# [作業指示]
以下の記録のうち、「From this trail-cam photo, mark the man's face」を含む行から始まり「From this trail-cam photo, mark the white flower」を含む行で終わる範囲だけを、両端の行も含めて一字一句違えずに書き写しなさい。

──────── 提示情報 ────────

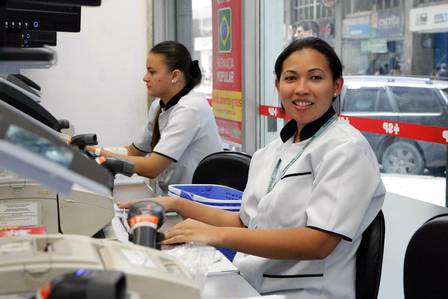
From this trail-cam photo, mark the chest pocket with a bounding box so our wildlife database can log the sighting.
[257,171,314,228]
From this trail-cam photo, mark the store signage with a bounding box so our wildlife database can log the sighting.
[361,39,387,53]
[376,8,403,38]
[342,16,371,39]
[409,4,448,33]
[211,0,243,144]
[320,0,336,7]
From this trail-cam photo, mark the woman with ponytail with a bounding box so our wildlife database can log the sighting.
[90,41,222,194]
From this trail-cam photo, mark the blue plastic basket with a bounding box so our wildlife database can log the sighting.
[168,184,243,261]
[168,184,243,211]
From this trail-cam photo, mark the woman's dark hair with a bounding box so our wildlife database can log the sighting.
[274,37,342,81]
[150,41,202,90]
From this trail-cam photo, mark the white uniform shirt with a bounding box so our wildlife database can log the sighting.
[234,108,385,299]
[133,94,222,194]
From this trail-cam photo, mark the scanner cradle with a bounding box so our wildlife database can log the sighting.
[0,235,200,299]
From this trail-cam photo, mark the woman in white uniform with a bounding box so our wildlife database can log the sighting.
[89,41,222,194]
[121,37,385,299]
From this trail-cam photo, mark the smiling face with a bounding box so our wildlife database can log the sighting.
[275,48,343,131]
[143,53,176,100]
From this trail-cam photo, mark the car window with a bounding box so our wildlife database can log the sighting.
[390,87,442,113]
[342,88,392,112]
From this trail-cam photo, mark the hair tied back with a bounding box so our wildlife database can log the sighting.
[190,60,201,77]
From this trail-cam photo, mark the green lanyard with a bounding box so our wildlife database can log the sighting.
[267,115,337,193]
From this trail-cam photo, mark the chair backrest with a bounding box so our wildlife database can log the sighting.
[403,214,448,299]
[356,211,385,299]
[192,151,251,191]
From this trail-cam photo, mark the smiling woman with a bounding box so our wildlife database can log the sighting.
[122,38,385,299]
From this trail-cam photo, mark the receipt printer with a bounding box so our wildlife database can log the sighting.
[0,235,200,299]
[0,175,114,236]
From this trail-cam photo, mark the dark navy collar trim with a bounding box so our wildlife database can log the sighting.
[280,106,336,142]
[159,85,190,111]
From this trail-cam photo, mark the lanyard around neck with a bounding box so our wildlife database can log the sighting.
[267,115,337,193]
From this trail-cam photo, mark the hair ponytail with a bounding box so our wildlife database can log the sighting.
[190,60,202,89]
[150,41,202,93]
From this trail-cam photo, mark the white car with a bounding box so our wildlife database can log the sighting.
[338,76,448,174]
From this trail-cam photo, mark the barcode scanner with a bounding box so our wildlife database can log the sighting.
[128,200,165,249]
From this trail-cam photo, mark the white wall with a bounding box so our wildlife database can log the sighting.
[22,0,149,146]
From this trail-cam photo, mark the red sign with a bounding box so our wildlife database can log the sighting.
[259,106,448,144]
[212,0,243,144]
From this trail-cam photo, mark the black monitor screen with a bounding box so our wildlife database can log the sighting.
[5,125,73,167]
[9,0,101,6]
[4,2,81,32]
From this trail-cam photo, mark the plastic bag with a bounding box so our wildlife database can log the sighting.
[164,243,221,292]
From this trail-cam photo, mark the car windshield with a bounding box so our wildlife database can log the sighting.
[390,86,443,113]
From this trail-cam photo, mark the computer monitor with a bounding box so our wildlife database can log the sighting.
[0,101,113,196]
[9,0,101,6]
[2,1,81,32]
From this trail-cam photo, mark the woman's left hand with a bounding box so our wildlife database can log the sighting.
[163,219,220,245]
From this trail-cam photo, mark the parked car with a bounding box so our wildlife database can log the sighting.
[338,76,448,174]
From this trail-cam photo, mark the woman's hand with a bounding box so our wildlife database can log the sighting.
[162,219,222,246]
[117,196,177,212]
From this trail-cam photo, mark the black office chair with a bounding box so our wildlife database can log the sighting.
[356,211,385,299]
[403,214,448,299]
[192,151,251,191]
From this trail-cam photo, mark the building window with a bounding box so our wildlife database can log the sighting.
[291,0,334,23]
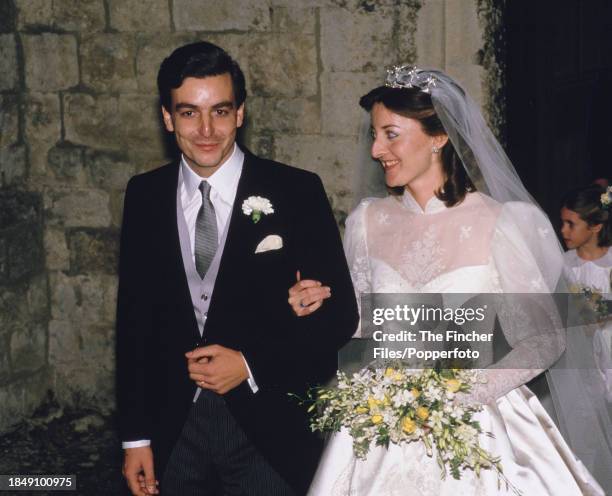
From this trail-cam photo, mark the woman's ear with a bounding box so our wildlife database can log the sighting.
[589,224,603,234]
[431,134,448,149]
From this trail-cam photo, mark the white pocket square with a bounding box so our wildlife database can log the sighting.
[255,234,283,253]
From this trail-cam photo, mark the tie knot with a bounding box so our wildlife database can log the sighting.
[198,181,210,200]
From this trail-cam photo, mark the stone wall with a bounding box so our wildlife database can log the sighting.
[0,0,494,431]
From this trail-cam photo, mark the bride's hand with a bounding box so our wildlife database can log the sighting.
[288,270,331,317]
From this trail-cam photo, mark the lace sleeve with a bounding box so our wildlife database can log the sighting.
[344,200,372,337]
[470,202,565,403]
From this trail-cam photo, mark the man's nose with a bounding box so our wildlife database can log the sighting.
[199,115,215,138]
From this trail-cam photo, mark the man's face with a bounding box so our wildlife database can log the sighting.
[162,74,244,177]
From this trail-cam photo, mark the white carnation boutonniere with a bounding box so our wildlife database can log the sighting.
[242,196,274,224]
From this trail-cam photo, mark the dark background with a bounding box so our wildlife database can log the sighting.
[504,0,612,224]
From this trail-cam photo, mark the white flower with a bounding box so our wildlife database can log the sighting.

────────
──────── 提示情報 ────────

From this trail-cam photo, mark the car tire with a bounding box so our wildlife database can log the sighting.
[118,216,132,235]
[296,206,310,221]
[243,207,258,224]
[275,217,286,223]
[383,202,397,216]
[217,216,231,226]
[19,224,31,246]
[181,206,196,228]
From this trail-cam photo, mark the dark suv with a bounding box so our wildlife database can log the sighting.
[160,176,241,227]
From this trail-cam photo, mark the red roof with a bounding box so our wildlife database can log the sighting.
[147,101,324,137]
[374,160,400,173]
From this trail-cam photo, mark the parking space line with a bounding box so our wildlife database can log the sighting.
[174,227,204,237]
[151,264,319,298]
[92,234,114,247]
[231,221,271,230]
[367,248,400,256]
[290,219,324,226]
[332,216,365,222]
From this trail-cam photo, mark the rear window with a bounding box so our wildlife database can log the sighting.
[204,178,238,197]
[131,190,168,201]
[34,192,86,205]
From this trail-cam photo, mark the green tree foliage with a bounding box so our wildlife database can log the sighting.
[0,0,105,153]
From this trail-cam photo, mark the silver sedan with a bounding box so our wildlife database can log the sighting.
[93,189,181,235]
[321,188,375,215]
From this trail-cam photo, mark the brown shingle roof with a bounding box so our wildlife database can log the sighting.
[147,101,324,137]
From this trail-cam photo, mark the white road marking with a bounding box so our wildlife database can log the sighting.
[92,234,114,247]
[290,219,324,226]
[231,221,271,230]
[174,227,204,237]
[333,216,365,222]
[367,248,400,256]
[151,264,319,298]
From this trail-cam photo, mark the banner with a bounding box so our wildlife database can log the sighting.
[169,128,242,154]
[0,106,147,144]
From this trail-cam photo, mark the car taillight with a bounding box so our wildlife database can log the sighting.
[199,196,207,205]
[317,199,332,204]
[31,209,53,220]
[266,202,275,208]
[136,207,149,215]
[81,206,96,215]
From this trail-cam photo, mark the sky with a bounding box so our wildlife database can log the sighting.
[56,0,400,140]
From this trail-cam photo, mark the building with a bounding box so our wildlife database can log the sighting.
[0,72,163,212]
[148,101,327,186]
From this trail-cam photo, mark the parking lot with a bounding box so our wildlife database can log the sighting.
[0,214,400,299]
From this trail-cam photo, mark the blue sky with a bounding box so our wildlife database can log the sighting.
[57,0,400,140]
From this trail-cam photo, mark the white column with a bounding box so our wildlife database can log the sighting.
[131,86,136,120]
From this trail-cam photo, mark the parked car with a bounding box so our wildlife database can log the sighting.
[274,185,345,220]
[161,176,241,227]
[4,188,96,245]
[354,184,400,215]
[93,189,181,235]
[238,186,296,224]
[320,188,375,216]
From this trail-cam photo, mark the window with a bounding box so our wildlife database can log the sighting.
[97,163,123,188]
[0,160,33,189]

────────

# [正答]
From this trail-cam photo, mark the man's face with a bounding box so our wildlife database can log the sighting.
[162,74,244,177]
From this trail-cam photo, mark the white carnation boutonniere with a bounding box so our wildlife database can log the sighting.
[242,196,274,224]
From this trail-cam photo, mark the dark background with a bounding box so our wildlife database can log the sighting.
[504,0,612,224]
From this trail-cam photo, mark the white flower with a bounding box so our wildlife database can log the sighting.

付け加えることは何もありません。